(Stored data entries)
● ● ● ● ● ● ●

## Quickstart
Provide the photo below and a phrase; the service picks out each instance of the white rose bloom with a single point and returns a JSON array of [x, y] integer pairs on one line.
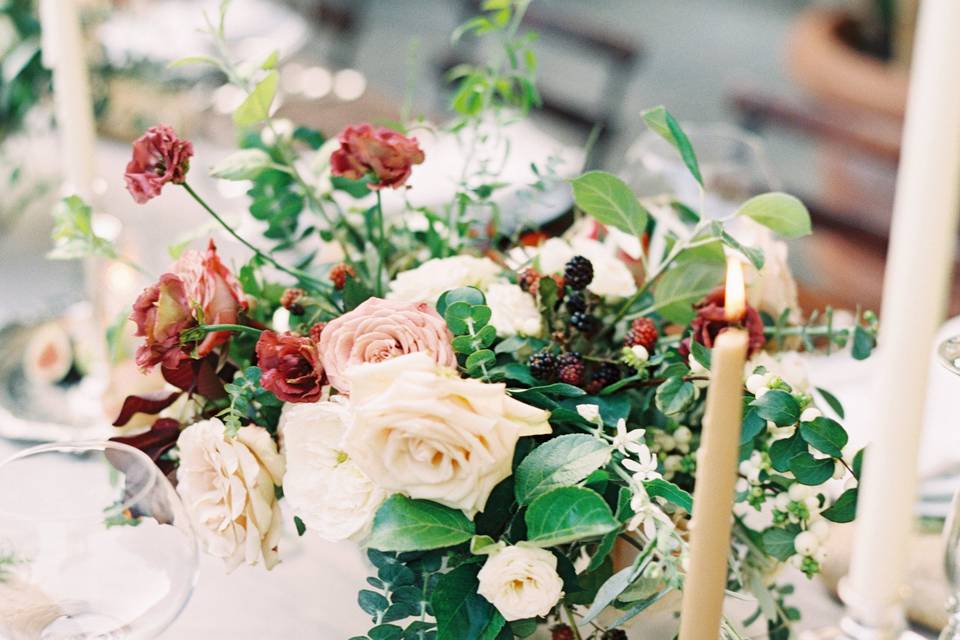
[[789, 366], [323, 485], [420, 430], [227, 485], [772, 288], [514, 311], [426, 282], [521, 582]]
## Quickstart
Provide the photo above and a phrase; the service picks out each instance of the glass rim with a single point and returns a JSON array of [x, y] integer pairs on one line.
[[82, 446]]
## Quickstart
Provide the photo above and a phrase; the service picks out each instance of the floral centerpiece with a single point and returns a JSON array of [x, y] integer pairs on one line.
[[507, 423]]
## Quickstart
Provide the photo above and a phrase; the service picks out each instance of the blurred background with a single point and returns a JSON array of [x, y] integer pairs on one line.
[[805, 96]]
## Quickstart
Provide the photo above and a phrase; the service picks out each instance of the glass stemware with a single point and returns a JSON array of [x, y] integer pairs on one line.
[[94, 544]]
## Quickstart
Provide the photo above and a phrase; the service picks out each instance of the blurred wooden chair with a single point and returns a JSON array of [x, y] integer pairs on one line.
[[615, 54]]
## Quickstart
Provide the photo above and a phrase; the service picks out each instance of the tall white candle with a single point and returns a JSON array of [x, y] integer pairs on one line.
[[918, 270], [64, 54]]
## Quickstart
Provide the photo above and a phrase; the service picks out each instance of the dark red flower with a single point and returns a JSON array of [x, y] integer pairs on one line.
[[711, 321], [387, 154], [290, 366], [159, 157]]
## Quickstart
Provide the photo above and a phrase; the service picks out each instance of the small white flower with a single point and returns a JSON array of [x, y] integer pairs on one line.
[[521, 582], [590, 413], [626, 441]]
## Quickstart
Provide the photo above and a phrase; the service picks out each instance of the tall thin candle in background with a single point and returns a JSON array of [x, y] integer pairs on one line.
[[706, 579], [919, 263], [63, 53]]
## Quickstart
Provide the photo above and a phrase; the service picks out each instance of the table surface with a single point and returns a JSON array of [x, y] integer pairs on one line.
[[313, 590]]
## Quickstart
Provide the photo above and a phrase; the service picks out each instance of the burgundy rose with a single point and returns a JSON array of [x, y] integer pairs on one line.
[[711, 321], [159, 157], [387, 154], [196, 283], [290, 366]]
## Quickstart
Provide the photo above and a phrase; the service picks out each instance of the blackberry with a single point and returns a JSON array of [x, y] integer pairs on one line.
[[543, 365], [605, 375], [642, 332], [583, 322], [578, 273], [561, 632], [570, 367], [576, 302]]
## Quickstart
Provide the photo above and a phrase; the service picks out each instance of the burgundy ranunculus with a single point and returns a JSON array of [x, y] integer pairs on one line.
[[195, 282], [387, 154], [290, 366], [159, 157], [711, 321]]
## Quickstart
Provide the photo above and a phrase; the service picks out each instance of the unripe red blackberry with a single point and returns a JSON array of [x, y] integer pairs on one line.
[[642, 332], [543, 365], [570, 368], [584, 322], [605, 375], [561, 632], [578, 273]]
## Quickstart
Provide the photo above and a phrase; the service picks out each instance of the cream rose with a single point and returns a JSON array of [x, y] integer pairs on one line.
[[521, 582], [513, 310], [323, 485], [380, 329], [611, 277], [420, 430], [227, 485], [429, 280]]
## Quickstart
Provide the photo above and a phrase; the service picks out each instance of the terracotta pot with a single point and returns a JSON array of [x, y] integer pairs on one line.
[[823, 61]]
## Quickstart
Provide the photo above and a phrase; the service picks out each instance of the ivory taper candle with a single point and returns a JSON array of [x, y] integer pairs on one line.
[[706, 578], [63, 53], [919, 261]]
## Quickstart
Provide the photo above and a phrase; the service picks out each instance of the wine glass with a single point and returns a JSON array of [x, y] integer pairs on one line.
[[94, 544]]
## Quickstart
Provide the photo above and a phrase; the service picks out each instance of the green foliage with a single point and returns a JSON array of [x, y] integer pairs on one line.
[[780, 212], [567, 514], [404, 524], [562, 461], [610, 201]]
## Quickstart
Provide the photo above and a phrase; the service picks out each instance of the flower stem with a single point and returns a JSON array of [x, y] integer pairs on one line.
[[381, 244], [296, 273]]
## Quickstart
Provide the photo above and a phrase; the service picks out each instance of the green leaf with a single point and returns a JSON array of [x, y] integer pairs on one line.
[[462, 613], [610, 201], [863, 343], [675, 395], [779, 542], [661, 122], [844, 509], [680, 287], [567, 514], [782, 451], [660, 488], [811, 471], [825, 435], [256, 107], [562, 461], [778, 406], [245, 164], [780, 212], [403, 524]]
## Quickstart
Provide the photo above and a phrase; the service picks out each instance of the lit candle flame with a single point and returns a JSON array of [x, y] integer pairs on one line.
[[735, 296]]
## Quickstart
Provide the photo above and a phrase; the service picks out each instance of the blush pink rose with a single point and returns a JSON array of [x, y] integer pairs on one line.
[[387, 154], [165, 309], [159, 157], [381, 329]]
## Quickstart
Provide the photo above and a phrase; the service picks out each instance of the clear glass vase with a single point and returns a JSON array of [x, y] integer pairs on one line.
[[94, 544]]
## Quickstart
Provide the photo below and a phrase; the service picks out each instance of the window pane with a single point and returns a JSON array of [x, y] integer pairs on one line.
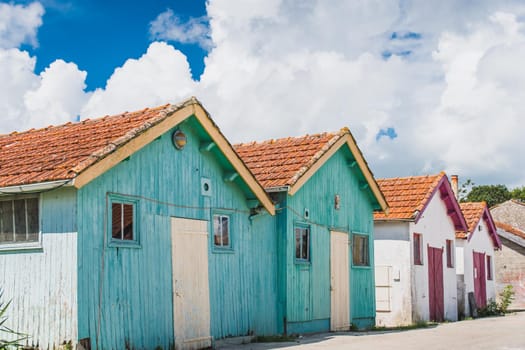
[[116, 220], [225, 231], [217, 230], [6, 221], [128, 221], [417, 249], [298, 243], [305, 244], [32, 219], [20, 220]]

● ● ● ● ● ● ●

## DIRECTIONS
Once the pictures are set aside, output all of the data above verbatim.

## EXERCISE RESULT
## Quickstart
Provide the photo below and a phrase; the service picks out each instance of the white rose bloom with a single point and returns a JSON array of [x, y] integer pairs on one line.
[[789, 366], [323, 485], [420, 430], [227, 485], [772, 288], [514, 311], [426, 282], [521, 582]]
## Quickstart
Provide the photo above and a phrase; the service picks out each instance of the glass rim with a single point and returns a JSON array of [x, y] integer pairs on one line.
[[82, 446]]
## Quickstart
Provide the photo above and a phrase; the service picks out each instance of the floral centerpiece with a single point and returns a JSON array of [x, y] integer pairs on one line.
[[507, 423]]
## Quickstart
Provide the photo above and a phrase; the service picks out each instance of the blurred background with a single point and returns a JSON array of [x, y] integer pairs on one line.
[[805, 96]]
## Quickstart
Provide the photo above and a phrase; the service picks out each instance of the glass stemware with a single point and returns a JSON array of [x, y] integer pairs on one line.
[[94, 544]]
## Quickstart
Provide the photo above and a phrase; the service picks out each instance of the blurred wooden chair with a single point and returns a JSON array of [x, y] integer pairs on one line.
[[615, 54]]
## Quickstart
Provide the photo above and a phrase; the service picks out each instance of the tall white candle with a single point and returns a JSON array of [x, y] integer pairs on one line.
[[918, 270], [64, 54]]
## Quickstart
Provide the photo above and a phrase; the service picks out each instance of the dark red flower with a single point and returns a JSON array of [x, y] integer pairs on one line.
[[711, 321], [387, 154], [290, 366], [159, 157]]
## Quickstart
Provide the photo above and a phrase; the service picks out each instance of the small white flower with a single point and returns a JSON array of [x, y] integer pairs on one line.
[[521, 582], [590, 413], [626, 441]]
## Quickstart
Provide the photo above and a phrase; the service picks out each instance of the tall thin candle in background with a single point and returns a JSON array of [x, y] integer pairs on one line.
[[706, 579], [919, 263], [63, 53]]
## Quickstart
Provide the photo above and a phrase; the service picks out each instance of the table surface with a single point and returns a JSON array of [x, y] integer pairs on one line.
[[313, 590]]
## Quickstart
Provide the photo above and a phrase; the service picks out each instance of the burgundy rose with a single point and returns a JSON array of [x, y] integer pairs on one line.
[[711, 321], [159, 157], [387, 154], [196, 283], [290, 366]]
## Quickstart
Provide the photo above and a phrase; the service picks out each instance of the blackberry with a single point and returns a JSON array of [x, y] integer pairs on one line.
[[543, 365], [605, 375], [642, 332], [583, 322], [578, 273], [561, 632], [570, 367], [576, 302]]
## Quickstart
Provide the photo above and a phrase; the service picks out each instance of the burgundy ranunculus with a single point and returns a JSON array of [x, y] integer pairs on one line.
[[195, 282], [387, 154], [290, 366], [159, 157], [711, 321]]
## Quickstart
Provide the photo above and a phrase; the service picks out each instance of the unripe red blackberry with a single point and returns a JSON array of [x, y] integer pairs on one line.
[[642, 332], [543, 365], [570, 368], [584, 322], [605, 375], [561, 632], [578, 273]]
## Quickstart
Provide the photo above and a phrase; the service picks out each instance of the cream rose with a single point and returns a JSON array of [x, y] integer pairs on one line.
[[521, 582], [513, 310], [323, 485], [380, 329], [611, 277], [420, 430], [227, 485], [429, 280]]
## Quickstart
Provide the photo above and a phrase; the service picks out each instance of the terracotta pot with a single point and returns a JSON array of [x, y] integer pairs on one line.
[[823, 61]]
## Quickstart
Provide the photo above and a phrase; the service picks out each instance of the ivory taper candle with a single point and returns a JSON array of [x, y] integer pairs on one line.
[[706, 578], [63, 53], [919, 261]]
## Quickstart
Provide the photo above and a phrase; the service picks out each instance of the wine glass with a single point and returns a JSON array of [x, y] integer pairs on one line.
[[94, 544]]
## Quickstart
Provide the photo above and a phrase; the service picks out each instance of the green foliage with a single point and returns a JSON array of [x, y] integer pairs on one line.
[[780, 212], [567, 514], [404, 524], [562, 461], [610, 201]]
## Quickstart
Provide the photo above and a phrase; the service picks out each instance of the flower stem with a single point and returns a JSON array of [x, y] integer pairs on one line.
[[381, 244], [296, 273]]
## Quickstart
Provide the photo above and a phrase; the service picks out each instance of the green leaf with a single point and returns a JSON array of [x, y] integer pairs on one line.
[[462, 613], [610, 201], [863, 343], [675, 395], [779, 542], [661, 122], [844, 509], [680, 287], [567, 514], [782, 451], [660, 488], [811, 471], [825, 435], [256, 107], [562, 461], [778, 406], [245, 164], [780, 212], [403, 524]]
## Quickstart
Provide the photo above and a phrase; the service picks out each instance of the lit candle flame with a single point and returns a JSON array of [x, y] integer pairs on one line.
[[735, 296]]
## Quickstart
Provide the photo above and a phrase; the service picks out each instance of the blush pink rose with a single point and returns a JSON array of [x, y] integer pairs on one line.
[[387, 154], [165, 309], [159, 157], [381, 329]]
## Quickstart
Provide the photo above and a phrase; the service picks out each instance of the clear glass vase with a single point and returns a JSON array of [x, y] integer pairs on one line.
[[94, 544]]
## Quickstart
Provide the photo below and a phrase; the service picks out each instance of the window pane with a single point and returns a JSON array of [x, y] integer pairs on one line.
[[116, 220], [225, 231], [217, 230], [6, 221], [128, 221], [417, 249], [298, 243], [305, 244], [32, 219], [20, 220]]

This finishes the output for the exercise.